JOB 1: In the Hamburg Symphony Orchestra text, on what date did the orchestra give its first concert?
JOB 2: Using the Hamburg Symphony Orchestra text, decide whether each statement is true: (a) Heribert Beissel has served longer as chief conductor than anyone else so far. (b) Jeffrey Tate began work as chief conductor in October 2007. (c) The yearly open-air concerts take place in the Laeiszhalle.

TEXT EXTRACT:
◇ ◇ ◇ ◇ ◇ ◇ ◇

The Symphoniker Hamburg (Hamburg Symphony Orchestra) is a German orchestra based in Hamburg, Germany.  Founded in 1957, it is one of the city's three largest orchestras.  The Hamburg Symphony Orchestra is the orchestra in residence in the Laeiszhalle, the Hamburg Music Hall.  In addition to symphony concerts, the Hamburg Symphony regularly performs as accompanying ensembles for operas and ballets at the Hamburg State Opera House.  The orchestra also offers subscription series of children's concerts, and annual open-air concerts held in the central courtyard of Hamburg's town hall.

History
The Hamburg Symphony Orchestra gave its first concert on 16 October 1957 under the direction of its first chief conductor, Robert Heger. Heger served in the post until 1961.  His successors included Heribert Beissel, who has held the longest tenure as chief conductor to date from 1972–1986, Carlos Kalmar (1987–1991), Miguel Gómez-Martinez (1992–1999), and Yoav Talmi (2000–2004).  Principal guest conductors have included István Kertész.  

Andrey Boreyko was principal conductor from 2004 until his sudden resignation in the autumn of 2007.  Jeffrey Tate was appointed chief conductor in October 2007 and took up the post in the spring of 2008.  In February 2014, the orchestra announced the extension of Tate's contract as chief conductor through 2019.  Tate held the Hamburg chief conductorship until his death on 2 June 2017.

◇ ◇ ◇ ◇ ◇ ◇ ◇

PROVIDED MATERIAL:
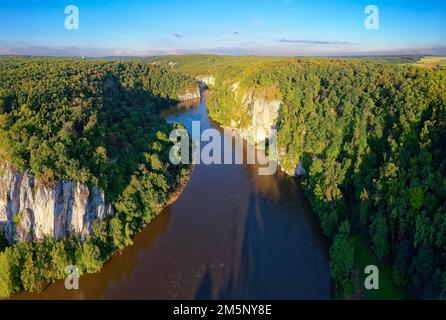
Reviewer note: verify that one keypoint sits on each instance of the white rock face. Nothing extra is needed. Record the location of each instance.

◇ ◇ ◇ ◇ ◇ ◇ ◇

PROBLEM SOLUTION 1: 16 October 1957

PROBLEM SOLUTION 2:
(a) Yes: "Heribert Beissel, who has held the longest tenure as chief conductor to date from 1972–1986"
(b) No: "Jeffrey Tate was appointed chief conductor in October 2007 and took up the post in the spring of 2008"
(c) No: "annual open-air concerts held in the central courtyard of Hamburg's town hall"